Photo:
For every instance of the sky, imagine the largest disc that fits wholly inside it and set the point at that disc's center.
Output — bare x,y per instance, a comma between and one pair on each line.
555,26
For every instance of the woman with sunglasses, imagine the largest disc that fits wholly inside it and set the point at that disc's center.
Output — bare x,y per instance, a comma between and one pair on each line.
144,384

• **What you are asked to do**
Restate all of the material above exactly as written.

• **Solution below**
Photo:
For every instance of the sky, imagine the largest disc that fits wholly inside it and set the point at that disc's center.
Output — bare x,y per instance, a comma between and one pair on each line.
555,26
For every instance of the woman with sunglasses, imagine the largest disc that fits wholly inside it and set the point at that disc's center.
Output — bare x,y per instance, a comma between and one pair on each line.
144,384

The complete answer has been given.